* **Ausgangstext**:
>>

Die SBB entschieden sich, die betroffene Fahrbahn über sieben Kilometer komplett zu erneuern. Die Fahrbahn nur an den zahlreichen beschädigten Stellen zu reparieren, käme einem Flickwerk gleich, teilte das Bahnunternehmen am Donnerstag mit.
Die Sanierung der gesamten Fahrbahn sei die einzige Variante, die langfristig die Sicherheit im Tunnel garantiere, sagte SBB-Chef Vincent Ducrot vor den Medien in Bern. Sie beanspruche viel Zeit. Schliesslich baue man nicht schnell mal sieben Kilometer in einem Tunnel.
Schaden ist versichert
Dies hat zur Folge, dass die Reparaturarbeiten weit länger dauern als ursprünglich angenommen. Die Verantwortlichen der SBB gehen davon aus, dass beide Röhren des Basistunnels wohl erst im Verlaufe des Septembers 2024 wieder vollständig befahrbar sind.
Peter Kummer, Leiter Infrastruktur bei den SBB, sagte, es bestünden Chancen, dass die Arbeiten früher fertig werden. «Wir sehen aber auch Risiken, dass sie länger dauern könnten», sagte er.
Die Schadenssumme beträgt nach aktuellem Kenntnisstand rund 100 bis 130 Millionen Franken. Das Bahnunternehmen verfüge über eine Versicherung für solche Ereignisse, hielten die SBB fest. Zur Haftungsfrage sagte Ducrot: «Grundsätzlich haftet, wer den Lokführer stellt.» Doch vorerst müsse die Untersuchung der Schweizerischen Sicherheitsuntersuchungsstelle (Sust) abgewartet werden.
Schwierige Verhältnisse
Unter logistisch und klimatisch «sehr anspruchsvollen Verhältnissen», bei Temperaturen über 40 Grad, würden derzeit pro Woche rund 300 Meter der insgesamt auf sieben Kilometern beschädigten Fahrbahn erneuert, sagte Peter Kummer, Leiter Infrastruktur bei den SBB. «Es ist sehr staubig und dreckig», sagte er. Die Arbeiter müssten alle 40 Minuten eine Pause in einem kühlen Raum einlegen.
Auf der ganzen Strecke werden die Schienen ersetzt sowie mehr als 20'000 Schwellenblöcke und die Betonschicht, in die sie eingegossen sind. Als Folge der gravierenden Entgleisung werde der betroffene Radtyp häufiger kontrolliert, sagte Ducrot.
Keine Preissenkung
Die Trassen durch den Gotthard-Basistunnel während der Reparaturarbeiten seien «nach sorgfältiger Abwägung aller Bedürfnisse» verteilt worden, halten die SBB fest. Ab dem Fahrplanwechsel im Dezember bis vorerst an Ostern 2024 sollen die Kapazitäten für den Güterverkehr unter der Woche und für den Personenverkehr am Wochenende erhöht werden.

<<

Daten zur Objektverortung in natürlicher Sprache
>>

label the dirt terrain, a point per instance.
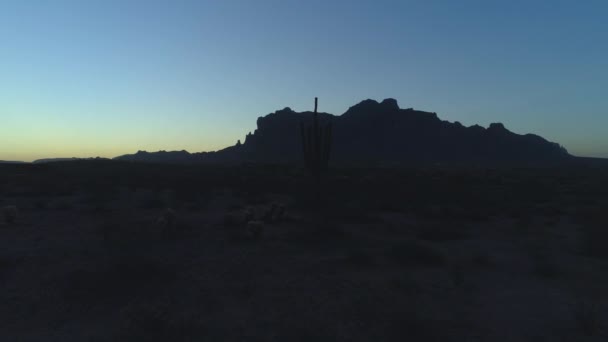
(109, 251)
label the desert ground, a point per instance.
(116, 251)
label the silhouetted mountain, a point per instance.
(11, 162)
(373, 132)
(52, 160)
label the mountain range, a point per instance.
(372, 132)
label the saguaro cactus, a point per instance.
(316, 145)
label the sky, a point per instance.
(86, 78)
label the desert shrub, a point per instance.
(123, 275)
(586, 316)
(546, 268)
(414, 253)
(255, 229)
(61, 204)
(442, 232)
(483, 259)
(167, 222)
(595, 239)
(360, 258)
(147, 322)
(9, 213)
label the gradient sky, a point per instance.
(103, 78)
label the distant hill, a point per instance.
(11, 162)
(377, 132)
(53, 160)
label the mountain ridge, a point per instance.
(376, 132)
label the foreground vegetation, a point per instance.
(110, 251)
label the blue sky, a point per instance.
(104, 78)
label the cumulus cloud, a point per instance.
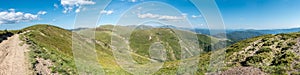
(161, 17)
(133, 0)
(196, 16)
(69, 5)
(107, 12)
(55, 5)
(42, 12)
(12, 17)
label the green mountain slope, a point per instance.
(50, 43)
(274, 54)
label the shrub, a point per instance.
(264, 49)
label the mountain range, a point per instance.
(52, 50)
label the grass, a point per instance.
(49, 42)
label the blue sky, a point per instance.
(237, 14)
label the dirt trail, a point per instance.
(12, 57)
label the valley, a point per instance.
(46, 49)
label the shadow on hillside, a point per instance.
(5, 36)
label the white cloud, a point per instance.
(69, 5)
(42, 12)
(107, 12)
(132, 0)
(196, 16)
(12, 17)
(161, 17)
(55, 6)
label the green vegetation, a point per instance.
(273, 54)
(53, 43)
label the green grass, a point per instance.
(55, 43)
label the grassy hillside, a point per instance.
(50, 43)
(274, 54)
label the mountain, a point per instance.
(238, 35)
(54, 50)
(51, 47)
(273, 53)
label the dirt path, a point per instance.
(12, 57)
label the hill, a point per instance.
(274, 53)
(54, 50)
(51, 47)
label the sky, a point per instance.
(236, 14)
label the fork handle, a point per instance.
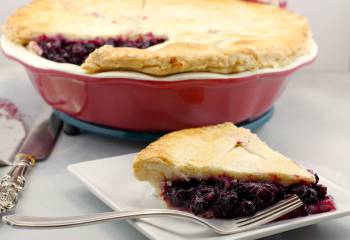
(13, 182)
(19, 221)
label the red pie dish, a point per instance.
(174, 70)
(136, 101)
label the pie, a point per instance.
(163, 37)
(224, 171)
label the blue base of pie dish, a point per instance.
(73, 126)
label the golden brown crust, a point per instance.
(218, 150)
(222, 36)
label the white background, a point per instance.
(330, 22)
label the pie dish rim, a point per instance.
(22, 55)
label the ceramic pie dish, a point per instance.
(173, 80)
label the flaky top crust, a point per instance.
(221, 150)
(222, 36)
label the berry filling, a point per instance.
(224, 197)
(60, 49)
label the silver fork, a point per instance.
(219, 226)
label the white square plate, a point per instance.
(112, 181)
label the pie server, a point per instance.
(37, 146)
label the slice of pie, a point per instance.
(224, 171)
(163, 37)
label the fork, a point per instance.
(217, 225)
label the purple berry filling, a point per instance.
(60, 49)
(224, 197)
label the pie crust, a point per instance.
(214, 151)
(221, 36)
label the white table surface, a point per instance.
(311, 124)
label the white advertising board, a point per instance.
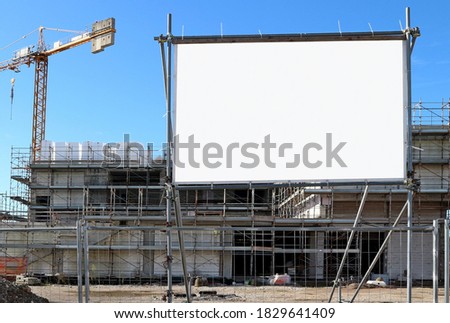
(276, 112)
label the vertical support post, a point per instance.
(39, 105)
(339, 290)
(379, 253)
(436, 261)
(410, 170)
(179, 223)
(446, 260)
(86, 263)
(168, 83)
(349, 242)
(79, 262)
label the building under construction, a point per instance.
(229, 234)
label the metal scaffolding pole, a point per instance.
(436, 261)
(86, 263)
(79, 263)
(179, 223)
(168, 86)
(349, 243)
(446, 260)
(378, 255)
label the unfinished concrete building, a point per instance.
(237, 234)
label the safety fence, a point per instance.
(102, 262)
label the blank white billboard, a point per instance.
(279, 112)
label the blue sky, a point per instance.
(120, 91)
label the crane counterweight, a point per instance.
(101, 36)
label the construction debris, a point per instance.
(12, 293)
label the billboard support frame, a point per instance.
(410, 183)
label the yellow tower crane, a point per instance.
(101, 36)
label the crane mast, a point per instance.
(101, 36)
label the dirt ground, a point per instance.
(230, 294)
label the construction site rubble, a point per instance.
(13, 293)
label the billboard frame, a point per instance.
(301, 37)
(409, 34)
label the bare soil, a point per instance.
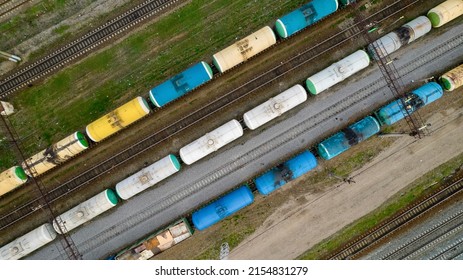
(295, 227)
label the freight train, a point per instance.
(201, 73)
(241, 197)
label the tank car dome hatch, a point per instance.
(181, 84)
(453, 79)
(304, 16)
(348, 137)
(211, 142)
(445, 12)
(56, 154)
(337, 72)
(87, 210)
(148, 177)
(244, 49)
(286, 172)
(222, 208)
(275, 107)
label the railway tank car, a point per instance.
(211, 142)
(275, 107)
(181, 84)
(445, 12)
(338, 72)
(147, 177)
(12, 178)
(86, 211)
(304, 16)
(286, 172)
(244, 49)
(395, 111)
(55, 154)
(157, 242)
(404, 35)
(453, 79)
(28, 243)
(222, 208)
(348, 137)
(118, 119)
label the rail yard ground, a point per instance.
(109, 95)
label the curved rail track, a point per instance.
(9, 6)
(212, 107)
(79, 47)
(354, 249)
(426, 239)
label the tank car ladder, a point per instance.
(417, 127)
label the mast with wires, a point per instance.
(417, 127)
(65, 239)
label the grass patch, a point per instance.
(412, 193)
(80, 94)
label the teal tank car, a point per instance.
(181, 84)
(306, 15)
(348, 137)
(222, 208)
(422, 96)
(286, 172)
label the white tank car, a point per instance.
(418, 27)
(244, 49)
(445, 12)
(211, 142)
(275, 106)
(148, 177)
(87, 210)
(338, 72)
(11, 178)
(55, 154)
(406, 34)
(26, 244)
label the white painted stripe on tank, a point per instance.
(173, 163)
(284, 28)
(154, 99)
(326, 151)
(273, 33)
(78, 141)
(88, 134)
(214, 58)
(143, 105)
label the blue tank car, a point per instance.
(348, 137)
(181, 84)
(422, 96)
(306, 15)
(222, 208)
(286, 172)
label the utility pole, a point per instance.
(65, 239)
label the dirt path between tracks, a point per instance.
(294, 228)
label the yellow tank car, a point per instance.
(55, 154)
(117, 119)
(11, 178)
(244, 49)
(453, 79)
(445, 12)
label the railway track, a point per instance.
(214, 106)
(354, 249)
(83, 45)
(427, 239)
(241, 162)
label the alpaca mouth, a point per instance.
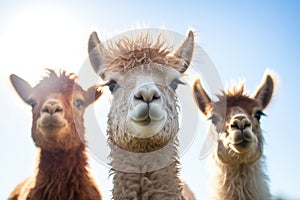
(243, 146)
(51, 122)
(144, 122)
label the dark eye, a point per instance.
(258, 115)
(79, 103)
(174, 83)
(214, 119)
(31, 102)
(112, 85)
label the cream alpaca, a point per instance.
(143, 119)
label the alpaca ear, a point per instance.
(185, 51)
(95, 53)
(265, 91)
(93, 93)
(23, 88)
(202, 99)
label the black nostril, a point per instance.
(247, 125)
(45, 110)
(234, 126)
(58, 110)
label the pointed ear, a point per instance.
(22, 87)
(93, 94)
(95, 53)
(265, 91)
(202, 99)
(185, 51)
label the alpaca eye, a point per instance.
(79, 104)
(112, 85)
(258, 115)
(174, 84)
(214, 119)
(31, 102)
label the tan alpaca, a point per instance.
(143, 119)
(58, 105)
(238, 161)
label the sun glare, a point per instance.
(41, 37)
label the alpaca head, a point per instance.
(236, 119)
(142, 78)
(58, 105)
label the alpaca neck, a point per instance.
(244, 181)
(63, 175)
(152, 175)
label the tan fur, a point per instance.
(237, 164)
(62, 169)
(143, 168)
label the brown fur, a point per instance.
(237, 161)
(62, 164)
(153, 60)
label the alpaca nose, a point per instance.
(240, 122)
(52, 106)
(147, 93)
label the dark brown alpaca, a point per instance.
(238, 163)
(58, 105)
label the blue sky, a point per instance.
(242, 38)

<<

* **Zu erledigen 1**:
Beantworten Sie anhand des Textes zur Sanierung des Gotthard-Basistunnels:
(a) Wie hoch ist die Schadenssumme nach aktuellem Kenntnisstand?
(b) Wie viele Meter der beschädigten Fahrbahn werden derzeit pro Woche erneuert?
(c) Bis wann sollen beide Röhren des Basistunnels voraussichtlich wieder vollständig befahrbar sein?
* **Zu erledigen 2**:
Schreiben Sie den Text zur Sanierung des Gotthard-Basistunnels im Anschluss an seinen letzten Satz weiter.

* **Antwort 1**:
(a) Rund 100 bis 130 Millionen Franken.
(b) Rund 300 Meter.
(c) Wohl erst im Verlaufe des Septembers 2024.

* **Antwort 2**:
Diese Pläne begrüsste die Interessenvertretung der Kundinnen und Kunden des öffentlichen Verkehrs Pro Bahn. Die SBB müssten nun im Gotthard-Basistunnel die noch vorhandenen Trassen möglichst den sehr gut besetzten Zügen von und nach Italien zur Verfügung stellen, sagte ein Vorstandsmitglied auf Anfrage.
Am Donnerstag kamen auch wieder Forderungen nach Rabatten oder Sonderlösungen für Bahnreisende von und ins Tessin, etwa von der Tessiner Regierung und von Pro Bahn. Die Preise wegen der Einschränkungen temporär anpassen wollen die SBB-Verantwortlichen aber nicht.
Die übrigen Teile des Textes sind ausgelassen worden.